BEGIN MATERIAL TO PROCESS

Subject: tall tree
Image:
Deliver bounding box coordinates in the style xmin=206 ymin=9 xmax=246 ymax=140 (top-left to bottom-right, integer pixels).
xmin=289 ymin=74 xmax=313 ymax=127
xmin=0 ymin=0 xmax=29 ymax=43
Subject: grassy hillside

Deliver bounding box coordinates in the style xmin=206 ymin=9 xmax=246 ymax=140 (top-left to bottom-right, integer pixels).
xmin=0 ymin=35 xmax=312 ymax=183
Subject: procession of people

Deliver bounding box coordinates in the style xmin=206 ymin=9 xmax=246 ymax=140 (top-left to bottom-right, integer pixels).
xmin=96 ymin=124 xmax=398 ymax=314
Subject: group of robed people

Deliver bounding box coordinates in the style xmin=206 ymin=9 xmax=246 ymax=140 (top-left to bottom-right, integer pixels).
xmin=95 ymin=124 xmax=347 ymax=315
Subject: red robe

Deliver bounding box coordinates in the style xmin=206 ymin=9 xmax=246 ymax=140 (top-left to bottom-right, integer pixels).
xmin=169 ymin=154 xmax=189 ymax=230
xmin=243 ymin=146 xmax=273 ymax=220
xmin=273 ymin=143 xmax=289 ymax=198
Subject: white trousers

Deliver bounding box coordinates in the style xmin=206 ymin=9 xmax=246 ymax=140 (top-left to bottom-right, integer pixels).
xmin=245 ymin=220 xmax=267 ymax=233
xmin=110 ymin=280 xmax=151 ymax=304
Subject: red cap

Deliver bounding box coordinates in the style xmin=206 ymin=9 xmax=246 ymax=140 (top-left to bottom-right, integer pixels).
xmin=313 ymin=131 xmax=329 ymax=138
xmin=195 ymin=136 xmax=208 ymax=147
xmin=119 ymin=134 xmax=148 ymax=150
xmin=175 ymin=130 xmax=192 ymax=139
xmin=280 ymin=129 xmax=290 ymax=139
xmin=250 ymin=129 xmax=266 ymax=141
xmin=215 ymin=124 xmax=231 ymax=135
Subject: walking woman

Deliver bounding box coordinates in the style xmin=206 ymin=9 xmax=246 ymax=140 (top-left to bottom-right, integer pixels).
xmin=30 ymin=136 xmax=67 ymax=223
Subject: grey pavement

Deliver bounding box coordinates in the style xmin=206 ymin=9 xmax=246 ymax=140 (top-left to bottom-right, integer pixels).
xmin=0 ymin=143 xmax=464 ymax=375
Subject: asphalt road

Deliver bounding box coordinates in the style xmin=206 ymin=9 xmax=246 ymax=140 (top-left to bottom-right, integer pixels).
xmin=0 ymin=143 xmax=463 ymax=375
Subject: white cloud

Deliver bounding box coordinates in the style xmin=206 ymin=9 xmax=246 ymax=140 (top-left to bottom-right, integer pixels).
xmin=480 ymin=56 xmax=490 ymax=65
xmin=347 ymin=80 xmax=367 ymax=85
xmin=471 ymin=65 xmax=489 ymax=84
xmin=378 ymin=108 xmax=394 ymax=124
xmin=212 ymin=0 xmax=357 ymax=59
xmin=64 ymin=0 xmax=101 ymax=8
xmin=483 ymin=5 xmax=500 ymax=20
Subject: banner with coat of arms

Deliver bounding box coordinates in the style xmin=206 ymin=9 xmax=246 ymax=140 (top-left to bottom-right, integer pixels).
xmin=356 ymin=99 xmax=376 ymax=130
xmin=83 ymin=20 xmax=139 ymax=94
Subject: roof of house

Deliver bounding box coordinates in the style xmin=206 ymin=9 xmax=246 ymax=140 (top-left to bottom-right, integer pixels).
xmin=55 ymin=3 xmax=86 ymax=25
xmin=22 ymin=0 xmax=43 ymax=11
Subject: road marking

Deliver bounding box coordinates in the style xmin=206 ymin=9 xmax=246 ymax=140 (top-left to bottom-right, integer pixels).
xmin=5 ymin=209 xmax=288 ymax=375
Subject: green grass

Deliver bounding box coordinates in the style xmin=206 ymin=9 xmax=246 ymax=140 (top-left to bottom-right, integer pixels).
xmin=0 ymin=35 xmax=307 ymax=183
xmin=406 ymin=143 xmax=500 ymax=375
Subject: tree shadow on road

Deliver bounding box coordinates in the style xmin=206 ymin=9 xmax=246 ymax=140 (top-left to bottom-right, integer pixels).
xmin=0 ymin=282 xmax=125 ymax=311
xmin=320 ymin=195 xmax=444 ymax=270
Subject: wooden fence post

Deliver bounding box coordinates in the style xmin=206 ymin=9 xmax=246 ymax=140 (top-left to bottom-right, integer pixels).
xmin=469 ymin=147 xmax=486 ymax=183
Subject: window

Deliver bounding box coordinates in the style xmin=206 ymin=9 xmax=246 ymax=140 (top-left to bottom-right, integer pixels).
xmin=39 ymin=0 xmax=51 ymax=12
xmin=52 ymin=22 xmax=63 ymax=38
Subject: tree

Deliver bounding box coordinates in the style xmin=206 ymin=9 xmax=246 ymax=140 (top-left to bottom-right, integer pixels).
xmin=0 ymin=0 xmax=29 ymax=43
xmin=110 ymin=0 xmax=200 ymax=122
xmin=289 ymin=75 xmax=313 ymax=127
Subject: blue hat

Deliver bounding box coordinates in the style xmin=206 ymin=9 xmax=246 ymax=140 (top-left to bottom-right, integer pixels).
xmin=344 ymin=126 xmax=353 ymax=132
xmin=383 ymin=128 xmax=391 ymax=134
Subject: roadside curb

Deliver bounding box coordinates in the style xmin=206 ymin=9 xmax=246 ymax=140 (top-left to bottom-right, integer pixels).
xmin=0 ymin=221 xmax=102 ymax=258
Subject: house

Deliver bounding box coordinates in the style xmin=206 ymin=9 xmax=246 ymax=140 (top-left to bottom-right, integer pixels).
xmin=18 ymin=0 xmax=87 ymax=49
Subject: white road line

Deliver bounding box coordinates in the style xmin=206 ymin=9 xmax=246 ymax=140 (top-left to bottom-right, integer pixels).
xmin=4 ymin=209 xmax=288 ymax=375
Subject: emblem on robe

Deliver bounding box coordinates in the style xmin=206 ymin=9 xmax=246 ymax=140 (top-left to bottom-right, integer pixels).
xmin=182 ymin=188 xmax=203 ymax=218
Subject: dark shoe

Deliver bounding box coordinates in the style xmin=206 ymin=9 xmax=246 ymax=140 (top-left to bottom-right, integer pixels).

END MATERIAL TO PROCESS

INSTRUCTIONS FOR THE TASK: Look through the material above and print exactly the lines from the one containing "Subject: roof of house" to the one containing "Subject: wooden fence post", both included, and nothing more.

SOLUTION FOR THIS EXERCISE:
Subject: roof of house

Deliver bounding box coordinates in the style xmin=206 ymin=9 xmax=246 ymax=140 (top-left to bottom-right, integer pixels).
xmin=55 ymin=3 xmax=86 ymax=25
xmin=22 ymin=0 xmax=43 ymax=11
Subject: road marking

Deliver bounding box coordinates in the style xmin=206 ymin=9 xmax=246 ymax=140 (top-left to bottom-right, integer pixels).
xmin=5 ymin=209 xmax=288 ymax=375
Subject: green grass

Deliver bounding box coordinates in the style xmin=206 ymin=9 xmax=246 ymax=140 (top-left to bottom-right, integer pixels).
xmin=0 ymin=35 xmax=307 ymax=183
xmin=406 ymin=143 xmax=500 ymax=375
Subject: tree shadow on road

Deliver bounding box coordinates in the style xmin=206 ymin=9 xmax=246 ymax=140 (top-left to bottom-right, integer pixels).
xmin=0 ymin=282 xmax=125 ymax=311
xmin=320 ymin=195 xmax=444 ymax=270
Subject: wooden fence post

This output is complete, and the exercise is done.